-- QUOTED PASSAGE --
%%

I am Stephen Davis, senior market strategist at Walsh Trading, Inc., in Chicago, Illinois. You can reach me at 312-878-2391 and sdavis@walshtrading.com.
China reportedly just bought a significant amount of U.S. soybeans, signaling a commitment to a trade agreement with the United States.
According to a farmdocDAILY article, the trade deal between the United States and China, announced this month, ends the suspension of soybean imports. It includes a commitment for China to purchase 12 million metric tons of U.S. soybeans in the last two months of 2025 and at least 25 million metric tons annually through 2028. The agreement follows six months of near-zero U.S. soybean exports to China amid retaliatory trade measures.
In my opinion, the time to buy soybeans is when the price is lower because the price will not stay lower for long. With fundamental data available again from the U.S. Department of Agriculture (USDA), it will easier to track Chinese demand for soybeans. The fact that China and the U.S are still in negotiations is positive.

%%

-- YOUR TASKS --
A - In the soybean commentary, how many metric tons of U.S. soybeans does China commit to buying in the last two months of 2025?
B - Carry the soybean commentary forward from its final sentence.
The listing that follows comes from a separate source.

-- INFORMATION SHOWN --

%%

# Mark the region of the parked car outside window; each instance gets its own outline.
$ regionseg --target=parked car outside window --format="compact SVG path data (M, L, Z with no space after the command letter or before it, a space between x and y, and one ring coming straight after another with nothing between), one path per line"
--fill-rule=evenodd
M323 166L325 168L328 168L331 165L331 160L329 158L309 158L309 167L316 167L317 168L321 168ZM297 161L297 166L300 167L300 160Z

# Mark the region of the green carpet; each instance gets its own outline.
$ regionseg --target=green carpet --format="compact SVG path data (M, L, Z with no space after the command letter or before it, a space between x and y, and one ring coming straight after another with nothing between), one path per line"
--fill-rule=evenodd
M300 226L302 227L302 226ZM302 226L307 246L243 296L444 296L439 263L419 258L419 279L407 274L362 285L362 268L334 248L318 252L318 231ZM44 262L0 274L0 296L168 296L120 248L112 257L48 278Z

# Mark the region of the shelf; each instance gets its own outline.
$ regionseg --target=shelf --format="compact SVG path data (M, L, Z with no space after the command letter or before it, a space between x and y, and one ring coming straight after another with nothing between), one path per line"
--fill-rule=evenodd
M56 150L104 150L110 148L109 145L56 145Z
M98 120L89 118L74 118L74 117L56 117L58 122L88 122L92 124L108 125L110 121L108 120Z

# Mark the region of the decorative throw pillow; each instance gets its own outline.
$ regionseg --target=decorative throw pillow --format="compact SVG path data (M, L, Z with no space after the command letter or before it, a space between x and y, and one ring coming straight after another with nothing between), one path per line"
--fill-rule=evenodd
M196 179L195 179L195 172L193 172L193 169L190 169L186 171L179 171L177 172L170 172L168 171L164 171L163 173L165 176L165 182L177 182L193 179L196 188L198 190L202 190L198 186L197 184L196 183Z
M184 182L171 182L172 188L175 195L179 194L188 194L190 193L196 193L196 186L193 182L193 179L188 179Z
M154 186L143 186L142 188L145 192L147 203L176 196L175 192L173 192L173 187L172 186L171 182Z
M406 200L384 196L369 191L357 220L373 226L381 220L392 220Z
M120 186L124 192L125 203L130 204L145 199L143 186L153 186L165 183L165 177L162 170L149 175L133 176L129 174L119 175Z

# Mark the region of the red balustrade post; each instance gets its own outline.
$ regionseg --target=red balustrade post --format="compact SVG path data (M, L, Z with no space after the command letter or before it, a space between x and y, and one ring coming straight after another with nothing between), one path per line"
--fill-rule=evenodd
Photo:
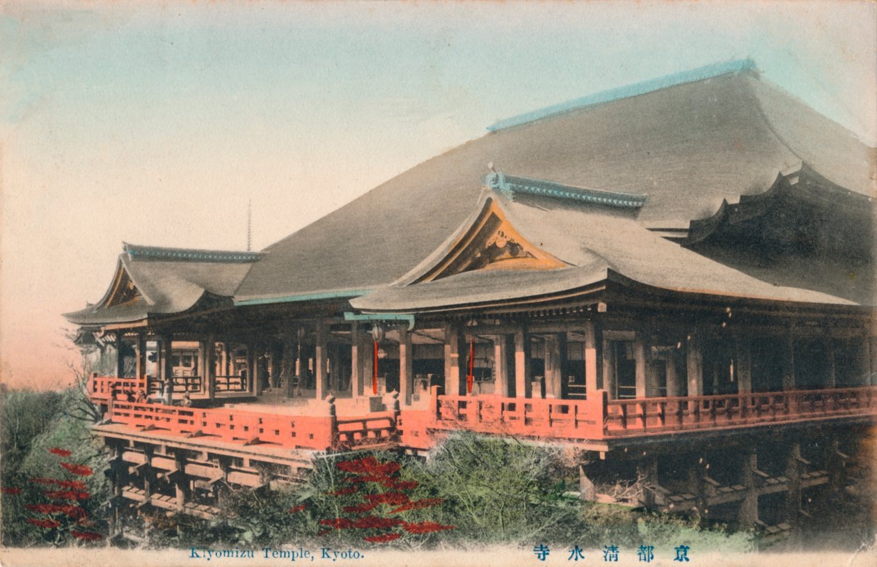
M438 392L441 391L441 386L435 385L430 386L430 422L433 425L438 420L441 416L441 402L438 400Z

%%
%%

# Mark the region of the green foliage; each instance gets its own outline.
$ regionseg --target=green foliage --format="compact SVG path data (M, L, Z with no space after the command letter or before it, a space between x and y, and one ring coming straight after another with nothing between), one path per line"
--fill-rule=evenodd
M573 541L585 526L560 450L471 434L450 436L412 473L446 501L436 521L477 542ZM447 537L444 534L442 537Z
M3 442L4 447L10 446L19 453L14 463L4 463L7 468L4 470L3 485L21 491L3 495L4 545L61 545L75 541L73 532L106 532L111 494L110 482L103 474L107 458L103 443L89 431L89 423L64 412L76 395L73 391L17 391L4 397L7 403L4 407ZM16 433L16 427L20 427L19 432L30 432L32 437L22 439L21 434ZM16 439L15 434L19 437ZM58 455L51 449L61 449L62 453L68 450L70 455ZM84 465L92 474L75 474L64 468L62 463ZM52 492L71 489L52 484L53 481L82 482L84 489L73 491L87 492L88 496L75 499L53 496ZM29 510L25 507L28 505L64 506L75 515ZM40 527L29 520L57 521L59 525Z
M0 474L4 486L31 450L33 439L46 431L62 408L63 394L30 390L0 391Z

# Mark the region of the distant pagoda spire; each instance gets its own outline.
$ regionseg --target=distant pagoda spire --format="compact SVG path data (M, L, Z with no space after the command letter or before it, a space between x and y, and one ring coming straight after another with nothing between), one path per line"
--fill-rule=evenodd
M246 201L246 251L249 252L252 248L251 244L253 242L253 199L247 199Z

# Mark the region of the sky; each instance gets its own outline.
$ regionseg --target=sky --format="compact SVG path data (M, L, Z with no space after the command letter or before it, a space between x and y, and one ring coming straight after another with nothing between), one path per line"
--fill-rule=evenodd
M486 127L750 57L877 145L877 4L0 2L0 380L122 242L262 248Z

%%

-- THE ANSWERS --
A - 12 million metric tons.

B -
Below are the daily, weekly and monthly chart patterns. All three tell me that soybeans are likely to trade higher.
An option trade strategy is to sell three January 2026 soybean at 13.0 ($650). With that premium in your account, buy one March 2026 soybean 1170 call at 38. The January puts expire December 26, 2025. The harvest is over and it's traditionally the time for soybeans to trade higher. I like to sell options in 20 days or less so this strategy is somewhat risky due to a longer time period. Call me for support and advice on this strategy.


Have an excellent day.
Stephen Davis
Senior Market Strategist
Walsh Trading, Inc.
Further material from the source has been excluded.